WHAT THE TASK REQUIRES: All of the data beneath this instruction is to be transcribed word for word.

(Recorded data)
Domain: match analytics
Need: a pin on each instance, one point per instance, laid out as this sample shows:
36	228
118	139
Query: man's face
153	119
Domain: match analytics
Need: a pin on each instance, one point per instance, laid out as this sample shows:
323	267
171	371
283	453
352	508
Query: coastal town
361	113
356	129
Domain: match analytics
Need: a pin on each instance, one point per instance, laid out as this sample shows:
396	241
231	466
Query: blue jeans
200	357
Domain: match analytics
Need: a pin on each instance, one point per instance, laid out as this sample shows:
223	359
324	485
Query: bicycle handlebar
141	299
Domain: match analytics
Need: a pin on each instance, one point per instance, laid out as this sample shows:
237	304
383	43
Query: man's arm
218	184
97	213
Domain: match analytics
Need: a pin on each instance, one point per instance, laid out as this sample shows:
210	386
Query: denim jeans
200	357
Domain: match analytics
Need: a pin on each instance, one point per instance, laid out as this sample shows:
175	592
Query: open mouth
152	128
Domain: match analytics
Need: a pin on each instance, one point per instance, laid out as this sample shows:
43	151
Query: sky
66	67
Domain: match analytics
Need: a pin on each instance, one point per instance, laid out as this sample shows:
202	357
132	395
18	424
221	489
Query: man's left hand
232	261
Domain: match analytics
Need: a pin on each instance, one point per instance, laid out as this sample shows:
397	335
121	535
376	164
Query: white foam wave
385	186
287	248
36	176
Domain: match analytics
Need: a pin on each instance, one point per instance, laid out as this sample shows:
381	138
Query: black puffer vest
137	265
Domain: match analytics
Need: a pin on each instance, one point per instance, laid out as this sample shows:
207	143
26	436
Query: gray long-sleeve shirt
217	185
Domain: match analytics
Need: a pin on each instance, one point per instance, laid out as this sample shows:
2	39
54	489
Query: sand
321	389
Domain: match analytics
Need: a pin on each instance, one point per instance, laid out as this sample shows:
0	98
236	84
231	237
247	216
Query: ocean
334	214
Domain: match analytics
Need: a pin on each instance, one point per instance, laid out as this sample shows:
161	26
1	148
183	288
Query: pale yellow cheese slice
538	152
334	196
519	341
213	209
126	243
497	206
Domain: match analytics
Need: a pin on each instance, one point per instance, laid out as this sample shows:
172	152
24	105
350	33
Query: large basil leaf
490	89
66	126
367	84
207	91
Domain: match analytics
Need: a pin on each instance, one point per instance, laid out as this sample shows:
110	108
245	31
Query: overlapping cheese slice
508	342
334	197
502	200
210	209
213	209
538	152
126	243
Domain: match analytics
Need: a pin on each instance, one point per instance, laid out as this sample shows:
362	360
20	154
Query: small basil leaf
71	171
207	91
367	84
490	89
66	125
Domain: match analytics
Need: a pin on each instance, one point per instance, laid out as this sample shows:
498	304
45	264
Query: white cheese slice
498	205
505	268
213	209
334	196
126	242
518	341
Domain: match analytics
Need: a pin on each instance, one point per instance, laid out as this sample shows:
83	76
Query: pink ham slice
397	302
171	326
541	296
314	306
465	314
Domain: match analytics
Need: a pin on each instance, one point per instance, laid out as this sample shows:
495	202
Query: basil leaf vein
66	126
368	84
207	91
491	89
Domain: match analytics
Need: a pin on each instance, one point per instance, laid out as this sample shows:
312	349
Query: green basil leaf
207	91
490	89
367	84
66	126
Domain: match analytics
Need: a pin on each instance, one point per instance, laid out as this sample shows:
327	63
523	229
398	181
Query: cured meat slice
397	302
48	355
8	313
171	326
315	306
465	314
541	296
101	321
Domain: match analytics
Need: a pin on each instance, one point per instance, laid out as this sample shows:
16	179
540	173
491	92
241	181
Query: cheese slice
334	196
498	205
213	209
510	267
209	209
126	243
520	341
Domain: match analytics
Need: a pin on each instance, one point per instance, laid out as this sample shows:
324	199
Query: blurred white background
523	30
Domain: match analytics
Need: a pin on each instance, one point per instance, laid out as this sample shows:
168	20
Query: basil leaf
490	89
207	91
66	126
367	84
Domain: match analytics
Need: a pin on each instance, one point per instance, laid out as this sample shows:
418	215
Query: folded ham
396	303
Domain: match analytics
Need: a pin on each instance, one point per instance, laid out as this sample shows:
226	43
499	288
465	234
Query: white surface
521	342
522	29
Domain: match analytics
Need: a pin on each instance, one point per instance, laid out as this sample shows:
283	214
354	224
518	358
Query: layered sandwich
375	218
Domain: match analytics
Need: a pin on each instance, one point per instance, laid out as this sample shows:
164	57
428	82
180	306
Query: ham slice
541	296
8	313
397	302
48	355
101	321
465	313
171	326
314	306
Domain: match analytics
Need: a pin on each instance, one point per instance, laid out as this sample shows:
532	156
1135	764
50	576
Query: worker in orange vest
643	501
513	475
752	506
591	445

EXPECTED OUTPUT:
Domain: match analytics
Need: a pin on each instance, one point per instance, laid out as this sample shows:
36	228
118	139
Query: man's face
153	119
Domain: match analytics
Need: a pin on each instance, one point per instance, laid out as this sample shows:
323	267
171	371
283	453
352	508
Query: coastal town
361	113
356	129
Domain: match analytics
Need: a pin on each instance, one point per instance, laid out as this sample shows:
396	241
231	466
Query: blue jeans
200	357
Domain: match analytics
Need: a pin on each instance, one point per instance, laid out as this sample shows:
223	359
324	485
Query: bicycle handlebar
141	299
Domain: match analytics
Need: a pin on each instance, one point per instance, laid out as this sample shows:
237	304
383	43
Query: man's arm
218	184
97	213
Domain: match analytics
Need: a pin on each instance, one point per instance, laid out as this sample shows:
210	386
Query: denim jeans
200	357
Domain: match analytics
Need: a pin on each instance, one point per instance, laid out as this sample shows:
175	592
Query: open mouth
152	128
Domain: match analytics
Need: a pin on each instance, one point per instance, laid out as this sample shows:
43	151
Query: sky
66	67
Domain: match analytics
Need: a pin on each instance, one point per instance, laid out as this sample shows:
202	357
132	395
18	424
221	489
Query: man's left hand
232	261
Domain: match analytics
Need: a pin on each instance, one point per instance, laid out as this sample shows:
397	335
121	535
376	164
Query: white foam wave
385	186
287	248
36	176
Domain: match analytics
Need: a pin on each instance, one point per instance, laid out as this sample shows:
381	138
Query: black puffer vest
137	265
Domain: match analytics
Need: a pin on each instance, one point per instance, laid out as this sample shows:
207	143
26	436
Query: gray long-sleeve shirt
217	185
Domain: match analytics
Need: a pin on each instance, one point per instance, laid out as this sample shows:
2	39
54	489
Query: sand
321	389
Domain: match analytics
Need: a pin on each instance, one point per instance, laid out as this sample shows:
0	98
236	84
231	237
247	216
Query: ocean
334	214
Domain: match analytics
Need: a pin on each instance, one point per instance, laid out as this sample shows:
161	26
1	148
183	288
Query: pale yellow cheese slice
538	152
334	196
519	341
213	209
126	243
497	206
Domain: match analytics
Need: a pin on each instance, one point per instance, laid out as this sample shows:
172	152
24	105
350	33
Query: large basil leaf
490	89
66	126
367	84
207	91
Domain: match analytics
Need: a pin on each instance, one point per instance, laid out as this sample shows:
110	108
245	31
Query: overlapping cheese slice
508	342
334	197
502	200
210	209
213	209
538	152
126	243
Domain: match analytics
Need: a pin on each instance, one point per instance, laid out as this sample shows:
362	360
20	154
Query: small basil leaf
71	171
207	91
367	84
490	89
66	125
Domain: match analytics
Need: a pin on each instance, one point per instance, laid out as this sample shows:
498	304
45	264
Query: white cheese slice
498	205
505	268
213	209
334	196
126	242
518	341
Domain: match analytics
Need: a pin on each instance, one point per instance, laid out as this sample shows:
83	76
Query: pink ham slice
397	302
171	326
541	296
314	306
465	314
Domain: match analytics
Need: a pin on each instance, one point per instance, laid out as this sample shows:
495	202
Query: basil leaf vein
66	126
368	84
207	91
491	89
Domain: match analytics
Need: a pin on each instance, one point per instance, laid out as this sample shows:
312	349
Query: green basil leaf
207	91
490	89
367	84
66	126
Domain: match analytics
Need: a pin on each instance, one point per instance, laid out as this sample shows:
327	63
523	229
398	181
Query: cured meat slice
397	302
48	355
8	313
171	326
315	306
465	314
541	296
101	321
Domain: match analytics
Need: a pin on each instance, one point per instance, laid out as this sample shows:
16	179
540	173
491	92
241	181
Query: cheese slice
334	196
498	205
213	209
510	267
209	209
126	243
520	341
Domain: match analytics
Need: a pin on each instance, one point per instance, laid out as this sample shows:
324	199
Query: blurred white background
523	30
Domain: match analytics
Need: a pin on each instance, one point per instance, laid out as this sample shows:
168	20
Query: basil leaf
490	89
207	91
66	126
367	84
Domain: match analytics
Need: a pin on each instance, one point per instance, laid out as this sample shows:
418	215
Query: folded ham
396	303
Domain: match analytics
Need: a pin on each instance, one point per instance, laid out as this sample shows:
226	43
499	288
465	234
Query: white surface
521	342
522	29
Domain: match analytics
Need: a pin on each instance, one point per instance, laid out as this sample shows:
283	214
354	224
518	358
Query: layered sandwich
375	218
Domain: match analytics
Need: a pin on each instance, one point per instance, laid out as this sample shows:
164	57
428	82
180	306
Query: ham slice
541	296
8	313
397	302
48	355
101	321
465	313
171	326
314	306
Domain: match analytics
Need: a pin on each instance, one point per instance, laid out as this sample shows:
532	156
1135	764
50	576
Query: worker in orange vest
643	501
513	475
752	506
591	445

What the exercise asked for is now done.